THE TASK:
Scan the material below for lines with the word "white" and report how many there are, with nothing added.

SOURCE RECORDS:

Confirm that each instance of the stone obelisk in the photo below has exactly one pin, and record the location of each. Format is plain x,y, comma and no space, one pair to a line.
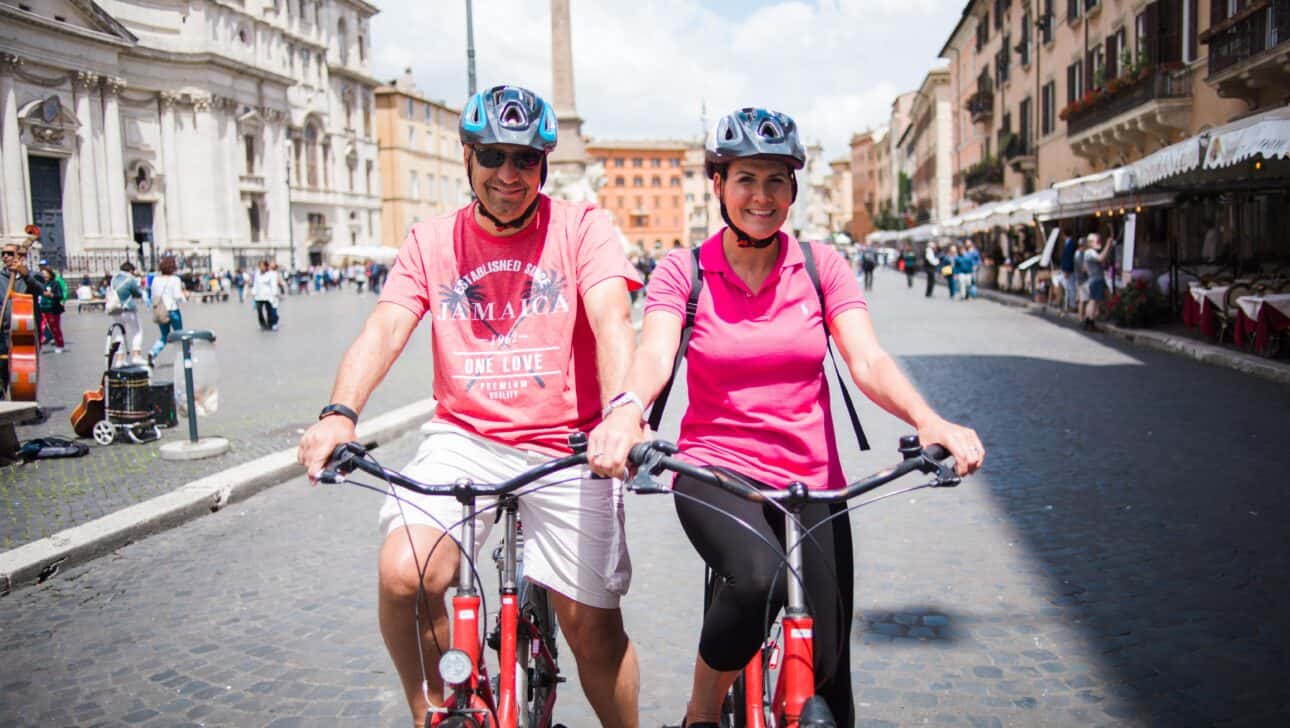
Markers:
569,158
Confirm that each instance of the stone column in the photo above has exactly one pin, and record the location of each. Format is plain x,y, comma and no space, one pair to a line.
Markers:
14,187
112,145
172,199
92,227
570,152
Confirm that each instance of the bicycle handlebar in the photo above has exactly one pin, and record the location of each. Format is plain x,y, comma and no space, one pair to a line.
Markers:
348,457
653,457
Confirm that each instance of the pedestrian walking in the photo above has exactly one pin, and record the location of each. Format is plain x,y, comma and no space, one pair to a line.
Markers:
167,296
266,288
868,261
52,297
1095,260
121,302
932,263
911,263
1070,280
240,285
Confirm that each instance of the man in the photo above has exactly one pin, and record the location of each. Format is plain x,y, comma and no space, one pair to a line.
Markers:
265,288
932,263
511,273
1068,275
17,276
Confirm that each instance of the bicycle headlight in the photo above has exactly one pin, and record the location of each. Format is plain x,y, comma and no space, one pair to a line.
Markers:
456,667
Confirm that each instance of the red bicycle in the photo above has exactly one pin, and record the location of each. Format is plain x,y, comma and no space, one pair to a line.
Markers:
793,702
523,693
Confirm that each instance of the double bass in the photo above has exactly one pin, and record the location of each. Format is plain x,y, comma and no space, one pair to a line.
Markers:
23,342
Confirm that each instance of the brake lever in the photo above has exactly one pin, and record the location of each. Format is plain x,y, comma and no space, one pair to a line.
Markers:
341,461
650,465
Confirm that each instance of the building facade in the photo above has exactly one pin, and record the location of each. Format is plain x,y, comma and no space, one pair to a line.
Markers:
840,192
422,165
212,132
644,191
1055,89
926,146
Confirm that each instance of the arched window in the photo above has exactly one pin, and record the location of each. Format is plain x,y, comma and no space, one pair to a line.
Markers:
311,155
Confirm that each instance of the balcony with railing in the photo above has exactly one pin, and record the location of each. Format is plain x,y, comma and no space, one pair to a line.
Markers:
1018,151
1249,52
981,105
1143,103
984,181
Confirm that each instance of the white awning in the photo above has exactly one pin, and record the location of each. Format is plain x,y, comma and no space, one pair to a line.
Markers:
1093,187
1266,134
376,253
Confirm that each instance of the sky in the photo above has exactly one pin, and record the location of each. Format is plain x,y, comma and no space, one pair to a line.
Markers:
648,69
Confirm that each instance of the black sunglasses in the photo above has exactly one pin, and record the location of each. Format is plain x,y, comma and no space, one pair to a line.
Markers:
493,158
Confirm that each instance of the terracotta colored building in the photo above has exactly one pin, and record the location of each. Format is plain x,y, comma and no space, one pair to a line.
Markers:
419,152
1053,89
645,191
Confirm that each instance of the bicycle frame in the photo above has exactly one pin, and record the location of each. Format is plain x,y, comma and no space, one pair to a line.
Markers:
795,686
472,698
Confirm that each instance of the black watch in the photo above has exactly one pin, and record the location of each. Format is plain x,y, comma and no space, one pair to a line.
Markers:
339,409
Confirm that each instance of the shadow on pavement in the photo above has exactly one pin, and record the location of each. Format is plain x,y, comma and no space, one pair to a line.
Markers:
1152,501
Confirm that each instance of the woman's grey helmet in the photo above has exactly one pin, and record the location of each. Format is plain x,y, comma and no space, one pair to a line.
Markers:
754,132
508,115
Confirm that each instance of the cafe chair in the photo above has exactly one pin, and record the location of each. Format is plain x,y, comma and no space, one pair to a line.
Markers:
1226,314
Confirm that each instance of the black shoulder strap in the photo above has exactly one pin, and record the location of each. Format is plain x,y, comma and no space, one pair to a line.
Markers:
841,384
692,305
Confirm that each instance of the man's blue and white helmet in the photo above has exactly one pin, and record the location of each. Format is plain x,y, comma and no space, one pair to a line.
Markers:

ANSWER TO THE PROBLEM:
2